(Dataset entries)

[start]

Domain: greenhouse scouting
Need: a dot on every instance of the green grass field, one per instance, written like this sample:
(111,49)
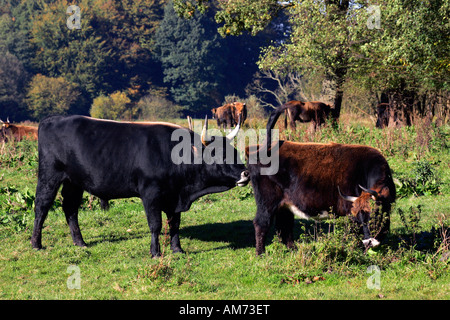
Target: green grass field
(218,237)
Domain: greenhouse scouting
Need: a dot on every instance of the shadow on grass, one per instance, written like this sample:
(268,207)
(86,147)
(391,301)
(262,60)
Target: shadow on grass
(239,234)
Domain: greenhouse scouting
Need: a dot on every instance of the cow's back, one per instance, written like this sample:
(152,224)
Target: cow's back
(310,174)
(107,158)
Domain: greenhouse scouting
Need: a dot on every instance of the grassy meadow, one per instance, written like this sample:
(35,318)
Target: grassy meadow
(218,237)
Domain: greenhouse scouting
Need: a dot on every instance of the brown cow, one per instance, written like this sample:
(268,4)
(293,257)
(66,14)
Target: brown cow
(240,110)
(18,132)
(309,181)
(312,111)
(224,115)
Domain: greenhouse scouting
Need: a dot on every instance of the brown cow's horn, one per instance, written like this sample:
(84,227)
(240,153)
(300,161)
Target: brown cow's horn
(348,198)
(205,138)
(372,192)
(190,123)
(233,133)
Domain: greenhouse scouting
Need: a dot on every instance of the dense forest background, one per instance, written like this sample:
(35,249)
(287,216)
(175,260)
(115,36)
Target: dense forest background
(158,59)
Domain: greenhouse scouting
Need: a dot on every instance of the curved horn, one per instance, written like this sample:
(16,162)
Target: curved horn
(205,138)
(233,133)
(348,198)
(190,123)
(372,192)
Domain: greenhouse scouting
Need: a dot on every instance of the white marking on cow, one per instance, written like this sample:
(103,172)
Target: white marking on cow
(299,213)
(372,242)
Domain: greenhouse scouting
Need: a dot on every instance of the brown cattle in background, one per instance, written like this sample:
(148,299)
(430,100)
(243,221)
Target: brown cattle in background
(240,110)
(18,132)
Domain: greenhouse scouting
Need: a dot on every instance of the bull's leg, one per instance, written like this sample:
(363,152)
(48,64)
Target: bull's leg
(72,196)
(154,221)
(284,224)
(45,195)
(174,229)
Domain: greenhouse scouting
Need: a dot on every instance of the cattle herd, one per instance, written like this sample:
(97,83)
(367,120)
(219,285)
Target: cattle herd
(111,160)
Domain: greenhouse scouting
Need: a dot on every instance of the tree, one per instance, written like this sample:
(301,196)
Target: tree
(49,96)
(13,78)
(397,44)
(192,58)
(114,106)
(111,51)
(407,61)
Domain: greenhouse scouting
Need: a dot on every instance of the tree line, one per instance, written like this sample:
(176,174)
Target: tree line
(125,58)
(131,59)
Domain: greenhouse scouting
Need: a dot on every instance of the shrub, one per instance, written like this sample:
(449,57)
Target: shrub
(114,106)
(154,107)
(424,181)
(47,96)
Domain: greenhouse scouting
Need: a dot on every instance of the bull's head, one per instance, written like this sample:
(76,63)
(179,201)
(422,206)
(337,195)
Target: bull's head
(214,112)
(364,207)
(220,152)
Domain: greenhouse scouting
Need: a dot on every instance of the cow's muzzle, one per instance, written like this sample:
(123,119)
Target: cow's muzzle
(245,178)
(371,243)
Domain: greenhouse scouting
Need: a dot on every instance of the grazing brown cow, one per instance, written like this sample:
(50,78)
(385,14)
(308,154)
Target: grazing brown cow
(309,181)
(224,115)
(312,111)
(18,132)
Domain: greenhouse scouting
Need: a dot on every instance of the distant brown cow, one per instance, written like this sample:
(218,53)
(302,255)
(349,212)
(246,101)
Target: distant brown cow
(224,115)
(312,111)
(18,132)
(240,110)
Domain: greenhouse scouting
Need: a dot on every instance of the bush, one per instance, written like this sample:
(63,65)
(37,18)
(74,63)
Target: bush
(158,107)
(424,181)
(47,96)
(114,106)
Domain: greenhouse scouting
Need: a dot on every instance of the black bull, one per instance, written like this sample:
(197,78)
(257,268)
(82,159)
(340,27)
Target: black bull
(120,160)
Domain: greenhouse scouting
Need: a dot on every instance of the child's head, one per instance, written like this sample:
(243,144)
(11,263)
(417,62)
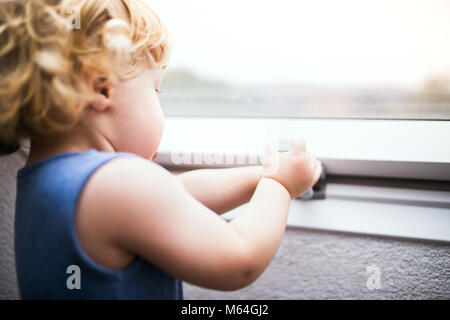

[end]

Exercise prompt
From the listing above, pull out each line that contains the word "shadow" and copy those lines unchanged, in their original order.

Full answer
Need: a dot on every instance of the shadow on grass, one per instance, written like this sample:
Target: shadow on grass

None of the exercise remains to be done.